• TASK DESCRIPTION: Reproduce word for word the part of the Sex Worker Networking Zone text below, from "Sex Work at" up to and including "Collaborative and APNSW).".

• DOCUMENT EXTRACT:
- - -

The Sex Worker Networking Zone served as a dedicated community and advocacy hub throughout Women Deliver 2026. Designed as both an event venue and gathering space, it provided a welcoming environment where conference delegates could attend sex worker-led panels, connect with peers and advocates, and engage directly with Scarlet Alliance team members.

Over the four days of the conference, the sex worker collective joined forces with partners including AIVL, Sisters Inside, Women Beyond Walls, and Uganda’s Alliance of Women Advocating for Change for 13 panels and sessions which discussed issues including: decriminalisation; gender based violence; collective autonomy and community power; sex worker funding; digital rights; prison as a feminist issue; and reproductive justice.

Some of the panel highlights

Sex Work at the End of the Empire
Criminalisation, Anti-Rights Agendas and the Impact on Sex Workers’ Lives
Anti-migrant politics, racist immigration raids, deportations, detention of asylum seekers, and weaponisation of border controls
Sex Workers Countering Gender Based Violence (GBV) and Protecting Health in Asia and the Pacific (in partnership with Sex Worker Donor Collaborative and APNSW).
Women and the War on Drugs: Abolishing the Death Penalty and Centring Resistance to Gendered Drug Policy (in partnership with the Australian Injecting & Illicit Drug Users League – AIVL)

- - -

• RAW RECORDS:
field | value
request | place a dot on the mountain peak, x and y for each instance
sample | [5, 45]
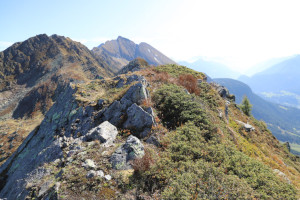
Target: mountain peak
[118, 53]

- - -

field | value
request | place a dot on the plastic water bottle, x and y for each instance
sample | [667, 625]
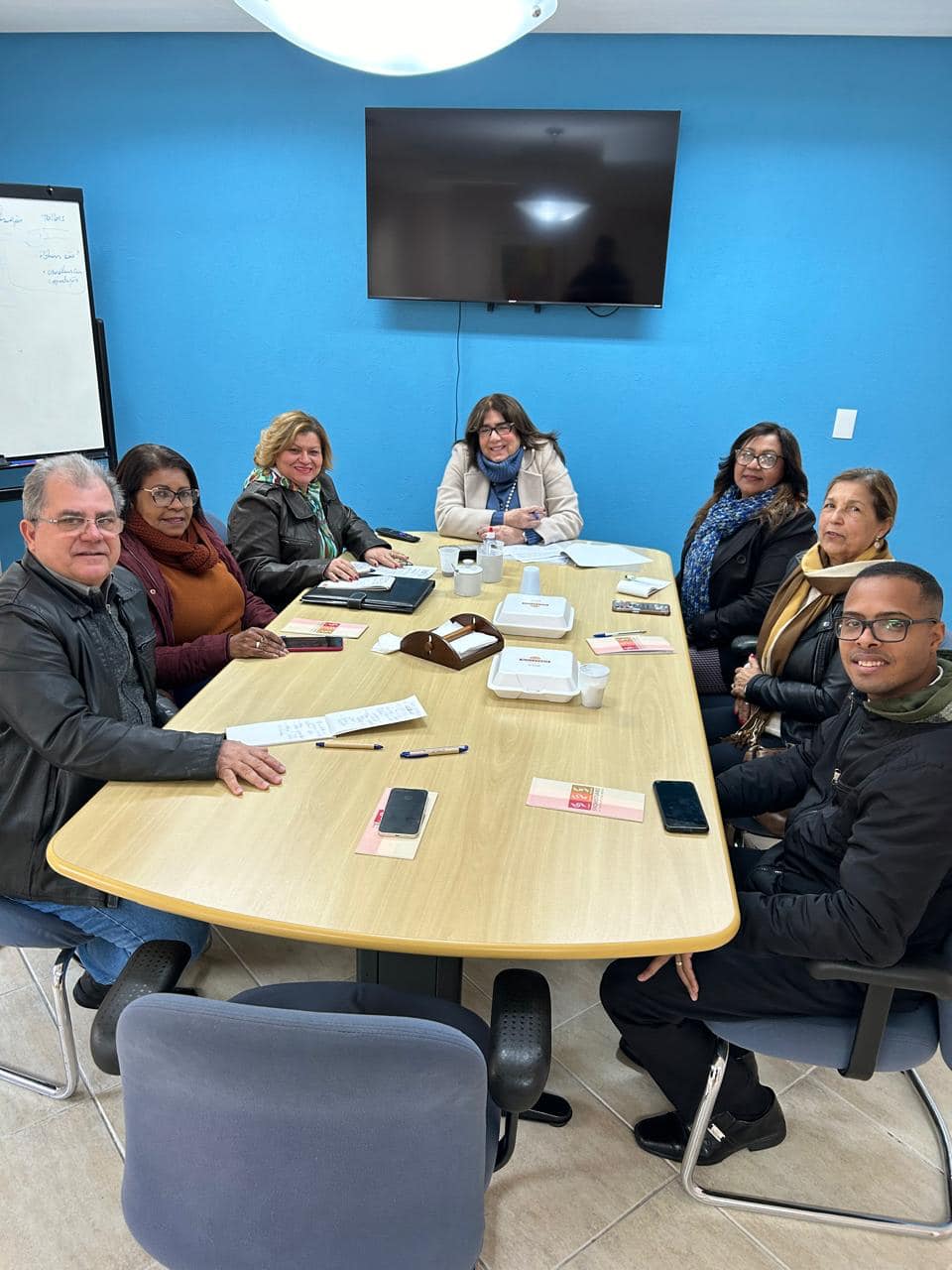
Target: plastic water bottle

- - -

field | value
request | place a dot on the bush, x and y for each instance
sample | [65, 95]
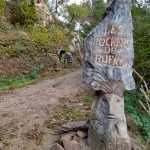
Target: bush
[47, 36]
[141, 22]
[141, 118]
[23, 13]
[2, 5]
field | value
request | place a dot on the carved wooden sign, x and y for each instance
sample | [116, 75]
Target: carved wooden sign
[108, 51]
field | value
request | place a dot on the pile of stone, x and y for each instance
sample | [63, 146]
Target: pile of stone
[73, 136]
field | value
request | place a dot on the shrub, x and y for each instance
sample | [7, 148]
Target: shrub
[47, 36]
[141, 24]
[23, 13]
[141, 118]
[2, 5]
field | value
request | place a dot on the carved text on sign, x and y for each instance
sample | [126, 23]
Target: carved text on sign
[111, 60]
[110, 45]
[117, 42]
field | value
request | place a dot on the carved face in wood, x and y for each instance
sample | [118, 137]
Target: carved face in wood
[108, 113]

- - -

• TASK SOLUTION:
Sex Work at the End of the Empire
Criminalisation, Anti-Rights Agendas and the Impact on Sex Workers’ Lives
Anti-migrant politics, racist immigration raids, deportations, detention of asylum seekers, and weaponisation of border controls
Sex Workers Countering Gender Based Violence (GBV) and Protecting Health in Asia and the Pacific (in partnership with Sex Worker Donor Collaborative and APNSW).